▶ [Document section]:
Royal Palace. The palace is occupied by the Spanish monarch if the Royal Standard flies from the vacant right-hand flagpole
Palacio Real, Calle Bailen. M-Sa 9:00-17:00, Su and holidays 9:00-15:00, closed occasionally for official ceremonies. The Palacio Real (Royal Palace) is an enormous palace, one of the biggest in Europe, with scorching plains of concrete around it. Though it is the official residence of the King of Spain, the royal family does not actually reside here and it is generally used only for state ceremonies. The Royal Palace is considered to be one of the most emblematic and beautiful buildings in Madrid, not only for its location on a bluff overlooking the river valley but also for its architecture and the artistic treasures to be found in its rooms. A simple one-way tour of the palace (both self-guided and guided are available) takes you up the grand stairway and through the lavishly decorated state rooms with their elegant tapestries, frescoes, porcelain, carvings and added decor like china, silverware, medals, etc. From the courtyard you can access the Farmacia (Pharmacy), which contains hundreds of bottles of early medicines and a reconstructed laboratory, and the Real Armorial (Royal Armory), a two-story collection of medieval weapons and armor. Explanations in the armory are in Spanish only, so do not expect to understand much unless your know the Spanish names for all that medieval weaponry. The lines to get in are very long, especially on Wednesday when the place is free – try to go early. Photography inside the palace is not allowed.
Plaza de Oriente, Calle Bailen. Located between the Palacio Real and the Teatro Real. Baroque-style gardens surround a large monument to Philip IV. Dozens of statues of other kings line the gardens. In good weather there are often a number of street performers here.
Catedral de la Almudena. This massive cathedral faces the Palacio Real. Finished near the end of 20th century, it is where the Princes of Asturias Felipe and Letizia were married in 2004.
Plaza de España. A prominent square on the northwest side of central district, adjacent to two of the tallest buildings in Madrid: the Torre de Madrid (the taller, white one) and the Edificio España (the red and white one). The square contains a large fountain and a sculpture of Cervantes and his famous Don Quixote and Sancho Panza characters.
Gran Vía. Literally “Great Way” (better translated as “Broadway”), Gran Vía is one of the busiest avenues in Madrid. Running from Plaza de España to Plaza de Cibeles, it is the location of the cinema district and a number of shopping malls and is lined with large billboards and lights. There’s a constant buzz of traffic and life – 3-4am early morning traffic jams are not unusual.

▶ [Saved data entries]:

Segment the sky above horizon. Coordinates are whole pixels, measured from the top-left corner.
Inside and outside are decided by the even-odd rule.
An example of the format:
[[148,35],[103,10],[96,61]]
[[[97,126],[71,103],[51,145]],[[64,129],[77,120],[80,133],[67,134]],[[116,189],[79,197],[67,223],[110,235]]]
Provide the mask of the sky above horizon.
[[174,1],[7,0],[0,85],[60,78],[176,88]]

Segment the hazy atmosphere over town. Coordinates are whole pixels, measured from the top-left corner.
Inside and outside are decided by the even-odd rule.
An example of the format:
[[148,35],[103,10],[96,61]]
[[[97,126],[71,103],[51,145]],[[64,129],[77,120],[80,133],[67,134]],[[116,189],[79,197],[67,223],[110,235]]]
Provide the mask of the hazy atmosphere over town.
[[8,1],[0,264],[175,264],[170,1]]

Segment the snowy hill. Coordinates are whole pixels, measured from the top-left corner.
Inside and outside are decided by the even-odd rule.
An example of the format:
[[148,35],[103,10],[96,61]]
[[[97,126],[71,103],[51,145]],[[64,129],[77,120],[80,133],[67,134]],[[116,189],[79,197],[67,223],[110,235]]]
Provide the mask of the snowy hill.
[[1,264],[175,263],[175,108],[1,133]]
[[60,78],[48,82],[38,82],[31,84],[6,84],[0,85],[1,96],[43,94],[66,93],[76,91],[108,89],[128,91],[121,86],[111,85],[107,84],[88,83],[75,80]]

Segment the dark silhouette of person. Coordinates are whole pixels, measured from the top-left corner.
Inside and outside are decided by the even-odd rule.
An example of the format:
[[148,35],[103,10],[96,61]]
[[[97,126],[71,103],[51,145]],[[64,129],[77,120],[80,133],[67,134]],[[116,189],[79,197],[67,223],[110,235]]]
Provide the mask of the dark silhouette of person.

▶ [Exercise description]:
Retype the section of the Madrid sights text between "Catedral de la" and "Sancho Panza characters.", inclusive.

▶ [Written response]:
Catedral de la Almudena. This massive cathedral faces the Palacio Real. Finished near the end of 20th century, it is where the Princes of Asturias Felipe and Letizia were married in 2004.
Plaza de España. A prominent square on the northwest side of central district, adjacent to two of the tallest buildings in Madrid: the Torre de Madrid (the taller, white one) and the Edificio España (the red and white one). The square contains a large fountain and a sculpture of Cervantes and his famous Don Quixote and Sancho Panza characters.